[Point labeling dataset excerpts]
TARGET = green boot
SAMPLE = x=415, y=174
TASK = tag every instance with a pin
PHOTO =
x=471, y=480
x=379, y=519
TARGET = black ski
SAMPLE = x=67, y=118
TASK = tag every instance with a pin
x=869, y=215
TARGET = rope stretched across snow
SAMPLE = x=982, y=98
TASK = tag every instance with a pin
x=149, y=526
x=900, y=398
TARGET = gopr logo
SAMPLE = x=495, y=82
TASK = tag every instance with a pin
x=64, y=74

Exercise aim:
Convert the listing into a JSON list of strings, one string per line, omitting any blank lines.

Task response:
[
  "TARGET = green boot",
  "SAMPLE = x=415, y=174",
  "TASK = tag every instance with a pin",
  "PHOTO =",
  "x=471, y=480",
  "x=379, y=519",
  "TARGET = black ski",
  "SAMPLE = x=67, y=118",
  "TASK = tag every instance with a pin",
  "x=869, y=215",
  "TARGET = rope stretched across snow",
  "SAMPLE = x=982, y=98",
  "TASK = tag every instance with a pin",
  "x=149, y=526",
  "x=900, y=398",
  "TARGET = gopr logo",
  "SAMPLE = x=495, y=82",
  "TASK = tag every instance with a pin",
  "x=64, y=74"
]